> _Instructions to follow_
Everything from the top of the data below through the line with "Target: blurred stone wall" should be duplicated exactly, and nothing past it.

> _Source material_
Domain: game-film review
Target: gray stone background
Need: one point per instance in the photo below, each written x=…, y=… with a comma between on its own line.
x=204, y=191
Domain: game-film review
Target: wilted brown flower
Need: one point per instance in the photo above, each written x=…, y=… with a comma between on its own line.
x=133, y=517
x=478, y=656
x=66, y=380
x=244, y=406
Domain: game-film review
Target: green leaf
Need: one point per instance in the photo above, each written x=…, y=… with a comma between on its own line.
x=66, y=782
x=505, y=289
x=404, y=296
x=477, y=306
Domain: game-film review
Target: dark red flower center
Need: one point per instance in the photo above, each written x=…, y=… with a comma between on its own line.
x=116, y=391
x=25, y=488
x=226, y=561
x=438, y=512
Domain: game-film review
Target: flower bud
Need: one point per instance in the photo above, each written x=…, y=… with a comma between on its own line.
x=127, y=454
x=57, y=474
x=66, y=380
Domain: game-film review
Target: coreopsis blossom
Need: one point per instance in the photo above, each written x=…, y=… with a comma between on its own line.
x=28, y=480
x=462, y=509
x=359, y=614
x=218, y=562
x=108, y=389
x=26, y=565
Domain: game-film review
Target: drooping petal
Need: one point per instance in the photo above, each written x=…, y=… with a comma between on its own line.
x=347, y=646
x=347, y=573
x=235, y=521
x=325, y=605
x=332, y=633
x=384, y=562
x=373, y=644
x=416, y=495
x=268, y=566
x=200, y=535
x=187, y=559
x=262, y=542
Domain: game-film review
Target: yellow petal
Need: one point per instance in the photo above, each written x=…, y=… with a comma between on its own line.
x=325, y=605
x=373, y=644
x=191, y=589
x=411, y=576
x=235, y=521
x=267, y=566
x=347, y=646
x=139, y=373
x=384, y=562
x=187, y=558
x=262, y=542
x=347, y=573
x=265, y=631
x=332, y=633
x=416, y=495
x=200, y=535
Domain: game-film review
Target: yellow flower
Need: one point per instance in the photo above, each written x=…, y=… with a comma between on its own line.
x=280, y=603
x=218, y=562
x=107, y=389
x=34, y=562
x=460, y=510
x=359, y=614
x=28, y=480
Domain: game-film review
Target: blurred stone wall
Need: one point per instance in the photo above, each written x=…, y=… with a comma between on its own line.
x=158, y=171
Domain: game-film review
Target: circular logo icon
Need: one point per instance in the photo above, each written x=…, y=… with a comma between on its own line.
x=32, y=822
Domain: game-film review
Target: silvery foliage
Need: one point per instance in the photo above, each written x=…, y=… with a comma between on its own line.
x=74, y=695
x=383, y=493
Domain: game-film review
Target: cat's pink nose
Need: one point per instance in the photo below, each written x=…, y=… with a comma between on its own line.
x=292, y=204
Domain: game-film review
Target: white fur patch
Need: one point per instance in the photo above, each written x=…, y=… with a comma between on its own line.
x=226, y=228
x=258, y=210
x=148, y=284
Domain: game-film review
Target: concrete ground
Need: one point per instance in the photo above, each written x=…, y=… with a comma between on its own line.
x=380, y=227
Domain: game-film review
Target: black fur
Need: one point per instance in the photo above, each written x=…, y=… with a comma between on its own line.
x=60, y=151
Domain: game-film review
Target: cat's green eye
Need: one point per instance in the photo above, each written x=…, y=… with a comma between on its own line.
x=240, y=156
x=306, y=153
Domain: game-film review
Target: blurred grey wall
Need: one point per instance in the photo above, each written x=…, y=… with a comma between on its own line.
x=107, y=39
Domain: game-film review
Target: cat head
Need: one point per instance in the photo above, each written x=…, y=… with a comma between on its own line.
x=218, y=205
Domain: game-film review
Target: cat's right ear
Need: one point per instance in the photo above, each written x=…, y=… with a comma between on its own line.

> _Result below_
Domain: game-film review
Target: gray stone background
Need: one point per instance in the photo below, each written x=…, y=… with a comma between on its own line.
x=204, y=191
Domain: game-film review
Target: wilted brown flower
Need: one point per instance in the photo above, each written x=…, y=… with a comma between on its own line.
x=133, y=517
x=478, y=656
x=66, y=380
x=244, y=406
Domain: game-film review
Target: green leaf
Need: one point per instance in the photo above, each written x=…, y=… with a comma between on its own line.
x=66, y=782
x=505, y=289
x=404, y=296
x=477, y=306
Domain: game-film review
Target: dark red flower center
Need: one point per instance in the photo above, each written x=…, y=… with a comma between on its own line.
x=116, y=391
x=25, y=488
x=226, y=561
x=438, y=512
Domain: game-film review
Target: flower bud
Need: one point per instance in the photo above, each written x=…, y=… with a comma between on its own line.
x=127, y=454
x=57, y=474
x=66, y=380
Domain: game-film review
Target: coreopsis blossom
Need: one point per instance in the photo above, each written x=…, y=… with a comma between on its own line.
x=28, y=480
x=462, y=509
x=359, y=614
x=218, y=562
x=108, y=389
x=26, y=565
Domain: game-film review
Target: drooping petal
Need: one point per instance in the photo above, each written x=…, y=… with a comma between on its own line.
x=347, y=646
x=347, y=573
x=235, y=521
x=325, y=605
x=332, y=633
x=384, y=562
x=373, y=644
x=416, y=495
x=268, y=566
x=200, y=535
x=187, y=559
x=262, y=542
Domain: game-film review
Target: yellow petal
Need: one point per instance in the photo above, each written x=…, y=… with a comma between on its own line.
x=325, y=605
x=373, y=644
x=191, y=589
x=411, y=576
x=235, y=521
x=267, y=566
x=347, y=646
x=139, y=373
x=384, y=562
x=187, y=558
x=262, y=542
x=347, y=573
x=265, y=631
x=332, y=633
x=416, y=495
x=200, y=535
Domain: game-film review
Target: yellow flower
Need: one point per instance in the photo above, each written x=…, y=… with a comma between on its own line.
x=280, y=603
x=218, y=562
x=107, y=389
x=34, y=562
x=460, y=510
x=359, y=614
x=28, y=480
Domain: game-film review
Target: blurred stone wall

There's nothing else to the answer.